• _EXERCISE_: Reproduce all of the material word for word.
[START OF SUPPLIED RECORDS]
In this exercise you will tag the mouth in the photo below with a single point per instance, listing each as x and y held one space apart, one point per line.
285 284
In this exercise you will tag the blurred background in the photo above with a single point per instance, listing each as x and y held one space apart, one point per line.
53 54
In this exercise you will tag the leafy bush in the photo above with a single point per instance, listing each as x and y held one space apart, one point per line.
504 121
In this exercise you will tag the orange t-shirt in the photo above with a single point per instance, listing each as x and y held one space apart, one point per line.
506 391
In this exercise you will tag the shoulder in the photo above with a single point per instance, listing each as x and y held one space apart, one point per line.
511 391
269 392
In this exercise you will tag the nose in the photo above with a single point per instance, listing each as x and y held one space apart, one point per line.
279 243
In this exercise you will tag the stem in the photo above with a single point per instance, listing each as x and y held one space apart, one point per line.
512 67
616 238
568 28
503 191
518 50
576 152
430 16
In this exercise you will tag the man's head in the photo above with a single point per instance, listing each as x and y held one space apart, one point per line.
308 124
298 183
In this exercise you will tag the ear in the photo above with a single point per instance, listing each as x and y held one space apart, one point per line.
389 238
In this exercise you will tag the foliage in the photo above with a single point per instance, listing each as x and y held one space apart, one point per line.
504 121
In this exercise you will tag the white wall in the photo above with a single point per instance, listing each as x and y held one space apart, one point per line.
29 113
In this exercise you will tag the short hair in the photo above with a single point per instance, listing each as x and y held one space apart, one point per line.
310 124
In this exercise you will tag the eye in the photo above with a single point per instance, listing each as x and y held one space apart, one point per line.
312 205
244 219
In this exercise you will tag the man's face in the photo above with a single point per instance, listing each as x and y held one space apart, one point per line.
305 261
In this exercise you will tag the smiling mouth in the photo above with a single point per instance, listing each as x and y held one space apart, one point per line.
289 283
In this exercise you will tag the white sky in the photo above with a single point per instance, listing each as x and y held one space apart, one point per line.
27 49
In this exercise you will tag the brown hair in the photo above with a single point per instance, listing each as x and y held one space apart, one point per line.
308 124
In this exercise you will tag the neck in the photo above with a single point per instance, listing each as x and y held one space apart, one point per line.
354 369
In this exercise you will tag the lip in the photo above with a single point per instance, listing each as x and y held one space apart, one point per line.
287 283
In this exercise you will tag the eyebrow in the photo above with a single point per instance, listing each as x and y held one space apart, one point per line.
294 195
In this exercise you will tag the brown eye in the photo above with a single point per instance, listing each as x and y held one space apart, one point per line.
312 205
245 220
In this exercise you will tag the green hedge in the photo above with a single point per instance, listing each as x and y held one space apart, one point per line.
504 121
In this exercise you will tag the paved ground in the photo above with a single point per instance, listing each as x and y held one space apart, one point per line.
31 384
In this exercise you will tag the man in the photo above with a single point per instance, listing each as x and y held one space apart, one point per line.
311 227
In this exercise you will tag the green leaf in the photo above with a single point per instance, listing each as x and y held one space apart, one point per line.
[END OF SUPPLIED RECORDS]
• _FULL SOLUTION_:
In this exercise you will tag the mouth in the photo below with a single point per instance, listing each as x and y held one space apart, one point per line.
285 284
In this exercise you will tag the blurred background in the photo above with a single point per instance, listing each as x and y held one space apart, one point per line.
53 54
In this exercise you will tag the leafy bush in the photo above with a single point per instance, listing each as x and y held one space apart, one point per line.
504 121
In this exercise you will tag the orange t-shirt in the photo above with a single point per instance, listing each as x and y held one space apart, one point per line.
506 391
In this exercise you will tag the shoulder in the photo above with a single point per instance, listing each as x and y held one space apart, one point per line.
511 391
269 392
In this exercise you will tag the nose in the photo above with a single point per instance, listing each as x and y held one space apart, one point per line.
279 243
In this exercise you will tag the stem in the photo above with a single point per instance, listing each as x and y held one space apart, one point per line.
512 67
616 238
568 28
503 191
518 50
576 152
430 16
In this exercise you will tag the man's head in the photo above with a single point per instance, listing each as x and y held one space apart, one point per line.
308 124
298 183
In this exercise you will tag the ear in the photo above with a single point per instance, listing each as x and y held one space apart, one point per line.
389 238
In this exercise you will tag the foliage in the photo above with a single point per instance, listing each as x and y held one space apart, one point per line.
504 121
In this exercise you will tag the white wall in the photo above with a single point per instance, listing each as x and y held one space apart, one point per line.
29 113
In this exercise you will tag the short hair in the photo above with a single point per instance, listing each as x and y held one space apart, one point per line.
310 124
In this exercise you will tag the eye in the photo above with a single point per instance, listing each as x and y held one space apart, one point per line.
312 205
244 219
In this exercise you will tag the man's face in the photo above with a single point per instance, listing each as x and y held one space apart, one point per line.
305 261
In this exercise you will tag the smiling mouth in the photo above with a single point per instance, listing each as x and y held one space apart, one point per line.
289 283
In this exercise you will tag the white sky in the photo above with a single point per instance, listing each as x and y held one space apart, one point per line.
27 49
In this exercise you will tag the brown hair in the photo above with a single point per instance, listing each as x and y held one space apart, one point per line.
308 124
In this exercise you will tag the neck in the photo above with a single point per instance, listing each as x and y held one space apart, one point per line.
354 369
In this exercise you will tag the lip in the photo above with a single point per instance, listing each as x and y held one space apart, one point per line.
287 283
In this exercise you will tag the eyebrow in the photo above with a single point per instance, listing each as x and y held one space apart, one point per line.
294 195
In this exercise you will tag the brown eye in the photo above with a single point per instance, listing each as x and y held one space apart, one point per line.
312 205
245 220
In this exercise you will tag the green hedge in the photo above with a single point per instance, listing each as x and y held one space apart, one point per line.
504 121
In this exercise you will tag the paved ground in the photo above with a single point per instance, listing each as x and y held one space apart, one point per line.
31 384
In this exercise you will tag the man in the photo above with a single point per instance, listing each as x and y held one space apart, one point per line.
311 227
In this exercise you will tag the green leaf in the photo above with a single point per instance, listing each as x and y held one space apart, one point per line.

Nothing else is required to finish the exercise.